Entries from a dataset:
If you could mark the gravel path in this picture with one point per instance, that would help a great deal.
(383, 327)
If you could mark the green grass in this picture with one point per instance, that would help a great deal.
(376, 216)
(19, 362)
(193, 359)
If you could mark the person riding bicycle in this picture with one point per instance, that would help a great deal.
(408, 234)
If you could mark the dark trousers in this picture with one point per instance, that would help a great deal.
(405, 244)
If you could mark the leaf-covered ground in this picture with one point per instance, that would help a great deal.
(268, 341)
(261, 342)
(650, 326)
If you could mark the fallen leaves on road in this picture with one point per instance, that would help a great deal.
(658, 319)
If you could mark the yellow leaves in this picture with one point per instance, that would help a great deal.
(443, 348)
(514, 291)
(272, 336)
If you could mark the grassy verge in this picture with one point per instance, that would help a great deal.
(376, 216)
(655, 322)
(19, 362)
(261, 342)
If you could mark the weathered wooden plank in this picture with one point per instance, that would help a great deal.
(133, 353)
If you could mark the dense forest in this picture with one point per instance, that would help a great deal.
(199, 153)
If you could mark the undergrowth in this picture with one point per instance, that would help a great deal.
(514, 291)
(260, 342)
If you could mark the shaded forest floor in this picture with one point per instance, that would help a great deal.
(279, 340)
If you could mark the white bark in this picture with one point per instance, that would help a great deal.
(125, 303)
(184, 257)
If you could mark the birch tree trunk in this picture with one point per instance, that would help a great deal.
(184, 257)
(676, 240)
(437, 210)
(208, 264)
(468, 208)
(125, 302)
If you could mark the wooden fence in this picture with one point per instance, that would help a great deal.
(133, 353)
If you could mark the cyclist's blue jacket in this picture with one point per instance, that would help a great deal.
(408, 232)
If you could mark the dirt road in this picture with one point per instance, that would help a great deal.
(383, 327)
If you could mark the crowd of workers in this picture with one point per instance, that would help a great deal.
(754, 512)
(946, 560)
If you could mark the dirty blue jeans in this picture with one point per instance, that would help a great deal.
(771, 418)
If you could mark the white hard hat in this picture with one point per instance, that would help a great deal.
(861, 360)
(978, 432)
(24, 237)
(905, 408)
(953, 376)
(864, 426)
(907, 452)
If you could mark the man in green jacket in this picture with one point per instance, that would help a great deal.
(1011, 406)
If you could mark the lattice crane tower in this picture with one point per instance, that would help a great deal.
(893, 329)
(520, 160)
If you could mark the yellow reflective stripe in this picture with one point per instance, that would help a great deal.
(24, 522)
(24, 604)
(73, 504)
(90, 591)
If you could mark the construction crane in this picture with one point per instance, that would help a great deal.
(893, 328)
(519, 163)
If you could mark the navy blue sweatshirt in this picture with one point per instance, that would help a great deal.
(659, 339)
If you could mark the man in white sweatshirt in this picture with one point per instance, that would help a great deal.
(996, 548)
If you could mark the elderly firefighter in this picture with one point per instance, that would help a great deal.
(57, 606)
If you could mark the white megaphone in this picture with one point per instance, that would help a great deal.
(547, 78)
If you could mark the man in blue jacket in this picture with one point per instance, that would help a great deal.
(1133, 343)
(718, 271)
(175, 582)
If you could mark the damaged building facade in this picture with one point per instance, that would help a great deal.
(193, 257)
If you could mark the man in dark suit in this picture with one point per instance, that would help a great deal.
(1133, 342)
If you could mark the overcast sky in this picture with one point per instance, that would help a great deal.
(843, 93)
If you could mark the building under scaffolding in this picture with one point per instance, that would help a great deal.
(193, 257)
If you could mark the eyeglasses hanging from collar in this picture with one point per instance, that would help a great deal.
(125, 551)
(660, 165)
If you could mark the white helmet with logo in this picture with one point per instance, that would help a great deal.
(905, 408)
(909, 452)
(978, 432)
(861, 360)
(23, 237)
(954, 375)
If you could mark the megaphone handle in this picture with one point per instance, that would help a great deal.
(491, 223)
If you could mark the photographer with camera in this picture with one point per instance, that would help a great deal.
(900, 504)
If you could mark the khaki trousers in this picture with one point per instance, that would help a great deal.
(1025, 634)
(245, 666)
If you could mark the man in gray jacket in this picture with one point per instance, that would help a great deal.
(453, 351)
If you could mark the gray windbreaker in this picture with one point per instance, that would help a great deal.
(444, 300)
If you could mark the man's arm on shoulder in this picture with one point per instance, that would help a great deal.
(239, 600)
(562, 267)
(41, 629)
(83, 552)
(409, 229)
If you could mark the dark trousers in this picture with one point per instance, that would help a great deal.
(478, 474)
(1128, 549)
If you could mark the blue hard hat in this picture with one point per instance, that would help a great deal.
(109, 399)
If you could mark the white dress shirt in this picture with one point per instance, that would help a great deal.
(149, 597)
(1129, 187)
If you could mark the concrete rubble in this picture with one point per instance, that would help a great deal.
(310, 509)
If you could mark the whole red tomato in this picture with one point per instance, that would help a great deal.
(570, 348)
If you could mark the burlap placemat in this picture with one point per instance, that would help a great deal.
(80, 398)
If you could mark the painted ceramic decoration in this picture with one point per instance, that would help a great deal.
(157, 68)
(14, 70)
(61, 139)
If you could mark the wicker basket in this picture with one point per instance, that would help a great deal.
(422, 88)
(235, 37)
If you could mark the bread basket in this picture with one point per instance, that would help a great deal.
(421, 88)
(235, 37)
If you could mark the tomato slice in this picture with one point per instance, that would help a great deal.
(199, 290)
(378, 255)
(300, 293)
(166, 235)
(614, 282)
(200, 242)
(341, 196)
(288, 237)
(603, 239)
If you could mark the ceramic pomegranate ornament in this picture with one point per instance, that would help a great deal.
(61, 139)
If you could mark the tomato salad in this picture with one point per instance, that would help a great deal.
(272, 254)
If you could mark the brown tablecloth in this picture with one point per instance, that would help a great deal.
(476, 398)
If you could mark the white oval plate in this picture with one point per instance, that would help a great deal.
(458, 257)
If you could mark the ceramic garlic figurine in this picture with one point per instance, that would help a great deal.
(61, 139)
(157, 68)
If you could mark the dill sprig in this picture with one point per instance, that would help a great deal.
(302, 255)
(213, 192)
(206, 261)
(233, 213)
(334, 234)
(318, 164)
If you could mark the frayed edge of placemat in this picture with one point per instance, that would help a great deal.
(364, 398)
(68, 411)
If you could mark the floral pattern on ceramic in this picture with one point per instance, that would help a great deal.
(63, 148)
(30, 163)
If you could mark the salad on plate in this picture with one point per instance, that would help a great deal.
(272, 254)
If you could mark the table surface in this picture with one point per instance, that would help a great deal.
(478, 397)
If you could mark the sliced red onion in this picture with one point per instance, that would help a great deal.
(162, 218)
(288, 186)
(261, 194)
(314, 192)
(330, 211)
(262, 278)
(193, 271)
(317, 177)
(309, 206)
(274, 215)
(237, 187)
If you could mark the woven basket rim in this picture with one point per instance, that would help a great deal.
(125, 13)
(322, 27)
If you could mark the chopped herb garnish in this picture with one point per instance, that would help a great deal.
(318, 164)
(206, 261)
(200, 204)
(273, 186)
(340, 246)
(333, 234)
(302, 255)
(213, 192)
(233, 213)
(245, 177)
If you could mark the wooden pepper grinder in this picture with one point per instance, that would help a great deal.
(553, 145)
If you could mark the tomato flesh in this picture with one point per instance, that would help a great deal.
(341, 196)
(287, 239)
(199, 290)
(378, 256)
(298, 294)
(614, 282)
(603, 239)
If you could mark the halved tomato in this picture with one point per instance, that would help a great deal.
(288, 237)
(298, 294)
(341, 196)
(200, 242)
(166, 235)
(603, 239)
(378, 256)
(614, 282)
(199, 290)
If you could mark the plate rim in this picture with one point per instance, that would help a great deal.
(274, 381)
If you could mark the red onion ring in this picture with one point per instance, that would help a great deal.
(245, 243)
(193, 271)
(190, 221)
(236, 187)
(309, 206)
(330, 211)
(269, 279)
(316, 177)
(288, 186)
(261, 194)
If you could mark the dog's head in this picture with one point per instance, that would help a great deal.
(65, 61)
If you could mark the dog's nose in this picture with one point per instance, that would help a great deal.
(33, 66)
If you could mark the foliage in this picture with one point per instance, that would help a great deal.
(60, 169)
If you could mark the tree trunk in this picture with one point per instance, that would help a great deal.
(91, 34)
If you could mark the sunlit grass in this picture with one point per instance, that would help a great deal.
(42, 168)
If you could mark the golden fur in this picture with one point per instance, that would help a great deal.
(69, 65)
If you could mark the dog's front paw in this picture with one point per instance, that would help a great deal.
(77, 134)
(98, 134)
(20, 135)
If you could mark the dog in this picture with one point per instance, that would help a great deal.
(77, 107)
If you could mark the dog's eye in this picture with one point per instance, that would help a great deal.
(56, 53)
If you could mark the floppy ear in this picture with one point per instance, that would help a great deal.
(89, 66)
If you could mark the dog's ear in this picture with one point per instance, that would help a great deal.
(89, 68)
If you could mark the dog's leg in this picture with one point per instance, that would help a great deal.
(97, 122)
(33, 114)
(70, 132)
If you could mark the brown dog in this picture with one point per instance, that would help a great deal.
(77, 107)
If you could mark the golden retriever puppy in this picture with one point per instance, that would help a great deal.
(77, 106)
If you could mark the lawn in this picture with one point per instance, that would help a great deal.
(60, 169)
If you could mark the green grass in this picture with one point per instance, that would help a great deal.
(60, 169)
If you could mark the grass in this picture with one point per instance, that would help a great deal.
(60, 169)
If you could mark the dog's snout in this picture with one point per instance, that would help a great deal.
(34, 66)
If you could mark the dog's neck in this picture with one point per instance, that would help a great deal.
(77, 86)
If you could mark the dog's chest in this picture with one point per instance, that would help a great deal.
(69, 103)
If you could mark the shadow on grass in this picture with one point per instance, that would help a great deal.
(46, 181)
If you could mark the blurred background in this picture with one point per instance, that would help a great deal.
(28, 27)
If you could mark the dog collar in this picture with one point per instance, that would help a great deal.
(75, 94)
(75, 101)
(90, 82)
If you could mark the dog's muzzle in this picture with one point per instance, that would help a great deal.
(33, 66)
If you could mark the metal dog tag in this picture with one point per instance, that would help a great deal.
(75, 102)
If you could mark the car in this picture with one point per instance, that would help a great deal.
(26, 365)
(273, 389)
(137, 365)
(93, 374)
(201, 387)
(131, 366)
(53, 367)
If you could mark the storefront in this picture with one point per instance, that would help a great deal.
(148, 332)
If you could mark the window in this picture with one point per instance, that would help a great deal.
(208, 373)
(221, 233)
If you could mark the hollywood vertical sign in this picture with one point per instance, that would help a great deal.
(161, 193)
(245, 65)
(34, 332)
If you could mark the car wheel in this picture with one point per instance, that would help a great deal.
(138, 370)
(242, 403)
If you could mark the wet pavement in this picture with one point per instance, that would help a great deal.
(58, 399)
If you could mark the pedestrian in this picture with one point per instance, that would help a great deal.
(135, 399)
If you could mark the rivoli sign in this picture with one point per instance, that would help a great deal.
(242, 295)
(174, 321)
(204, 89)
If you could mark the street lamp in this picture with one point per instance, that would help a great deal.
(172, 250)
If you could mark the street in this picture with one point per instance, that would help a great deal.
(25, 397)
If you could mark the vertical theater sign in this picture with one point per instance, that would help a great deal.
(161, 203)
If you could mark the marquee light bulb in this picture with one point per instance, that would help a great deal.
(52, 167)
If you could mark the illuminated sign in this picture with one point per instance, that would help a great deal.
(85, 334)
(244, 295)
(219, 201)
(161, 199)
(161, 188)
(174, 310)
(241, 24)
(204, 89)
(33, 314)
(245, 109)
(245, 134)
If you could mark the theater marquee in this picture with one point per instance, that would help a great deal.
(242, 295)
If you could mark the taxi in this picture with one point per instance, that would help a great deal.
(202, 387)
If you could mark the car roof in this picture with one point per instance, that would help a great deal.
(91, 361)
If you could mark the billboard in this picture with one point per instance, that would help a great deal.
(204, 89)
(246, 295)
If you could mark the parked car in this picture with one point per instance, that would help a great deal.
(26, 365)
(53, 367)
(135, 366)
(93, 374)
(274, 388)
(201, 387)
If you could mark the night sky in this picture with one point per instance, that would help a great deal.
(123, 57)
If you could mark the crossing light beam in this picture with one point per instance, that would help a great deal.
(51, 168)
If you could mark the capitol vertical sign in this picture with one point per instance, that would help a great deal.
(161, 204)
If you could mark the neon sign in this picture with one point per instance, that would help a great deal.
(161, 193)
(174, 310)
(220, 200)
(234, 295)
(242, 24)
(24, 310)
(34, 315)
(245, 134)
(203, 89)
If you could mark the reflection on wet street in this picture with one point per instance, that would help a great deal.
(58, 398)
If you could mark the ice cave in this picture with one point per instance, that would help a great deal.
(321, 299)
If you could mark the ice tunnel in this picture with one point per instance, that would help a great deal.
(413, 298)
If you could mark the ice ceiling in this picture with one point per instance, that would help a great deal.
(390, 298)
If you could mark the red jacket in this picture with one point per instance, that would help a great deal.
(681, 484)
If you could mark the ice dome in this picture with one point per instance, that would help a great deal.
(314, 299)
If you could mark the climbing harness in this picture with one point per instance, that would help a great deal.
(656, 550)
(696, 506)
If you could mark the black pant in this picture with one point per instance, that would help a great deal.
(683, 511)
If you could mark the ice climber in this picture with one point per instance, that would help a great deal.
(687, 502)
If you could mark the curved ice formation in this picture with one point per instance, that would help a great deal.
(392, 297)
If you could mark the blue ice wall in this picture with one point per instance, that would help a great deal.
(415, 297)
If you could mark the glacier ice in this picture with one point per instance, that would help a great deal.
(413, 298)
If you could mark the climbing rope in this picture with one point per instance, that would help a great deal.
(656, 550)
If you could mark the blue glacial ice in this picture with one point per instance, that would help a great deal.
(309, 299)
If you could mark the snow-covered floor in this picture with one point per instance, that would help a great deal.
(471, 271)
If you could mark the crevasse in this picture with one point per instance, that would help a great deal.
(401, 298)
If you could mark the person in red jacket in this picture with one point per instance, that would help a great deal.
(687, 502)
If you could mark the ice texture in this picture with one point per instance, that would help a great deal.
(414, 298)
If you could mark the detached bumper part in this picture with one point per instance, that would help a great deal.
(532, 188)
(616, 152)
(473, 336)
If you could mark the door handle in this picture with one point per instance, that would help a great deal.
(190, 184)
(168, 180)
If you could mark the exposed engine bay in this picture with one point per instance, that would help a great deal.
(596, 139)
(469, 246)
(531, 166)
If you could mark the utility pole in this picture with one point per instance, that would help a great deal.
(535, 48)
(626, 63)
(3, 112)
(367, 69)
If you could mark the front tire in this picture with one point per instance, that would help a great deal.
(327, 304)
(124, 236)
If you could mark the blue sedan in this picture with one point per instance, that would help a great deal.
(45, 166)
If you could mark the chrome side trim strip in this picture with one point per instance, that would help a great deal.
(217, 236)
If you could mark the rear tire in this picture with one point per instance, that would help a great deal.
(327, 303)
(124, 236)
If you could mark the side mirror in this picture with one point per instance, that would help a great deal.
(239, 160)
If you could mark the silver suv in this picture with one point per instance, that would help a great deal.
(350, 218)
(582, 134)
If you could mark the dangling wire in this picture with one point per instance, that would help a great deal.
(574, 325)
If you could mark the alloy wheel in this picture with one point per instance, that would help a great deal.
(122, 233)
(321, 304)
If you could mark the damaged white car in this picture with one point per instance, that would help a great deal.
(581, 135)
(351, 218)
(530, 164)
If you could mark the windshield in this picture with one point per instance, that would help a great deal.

TASK DETAILS:
Leave out every line before the one containing "If you could mark the exposed"; set down that line and all remaining lines of the material exactly.

COMPLETE OUTPUT:
If you could mark the exposed engine bay in this picture with one point per instance, that would help a great deal.
(596, 139)
(469, 246)
(531, 166)
If you could mark the utility pole in this picture with one point per instance, that would help a great deal.
(535, 48)
(626, 63)
(3, 112)
(367, 69)
If you could mark the front tire in this picture with one point per instance, that would help a great deal.
(327, 304)
(124, 236)
If you could mark the blue sedan in this picture with one point per instance, that would help a great deal.
(45, 166)
If you could mark the chrome side trim strip in this picture with one point per instance, that would help a great deal.
(217, 236)
If you could mark the rear tire in this picture with one point per instance, that would help a great deal.
(327, 303)
(124, 236)
If you could mark the side mirror in this picture with one point per instance, that would help a great deal.
(239, 160)
If you could mark the silver suv in this picture with one point per instance, that would help a great deal.
(350, 218)
(582, 134)
If you could mark the dangling wire in this picture with one point per instance, that would help a great deal.
(574, 325)
If you could mark the alloy wheel in this picture with one point per instance, that would help a great deal.
(122, 233)
(321, 304)
If you could mark the damaged white car in this picture with one point per instance, that would help a great deal.
(581, 135)
(351, 218)
(530, 164)
If you could mark the windshield in this picture with one point per instance, that would help a great deal.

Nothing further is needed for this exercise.